**Written instruction**
Copy each of the items below word for word, keeping every line as it appears.

**Exercise data**
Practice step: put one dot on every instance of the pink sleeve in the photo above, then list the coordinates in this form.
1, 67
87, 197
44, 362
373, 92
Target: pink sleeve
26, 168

**Correct answer**
Practice step: put one dot on every instance of the pink sleeve in the photo above, then list the coordinates in this form.
1, 67
87, 197
44, 362
373, 92
Target: pink sleeve
26, 168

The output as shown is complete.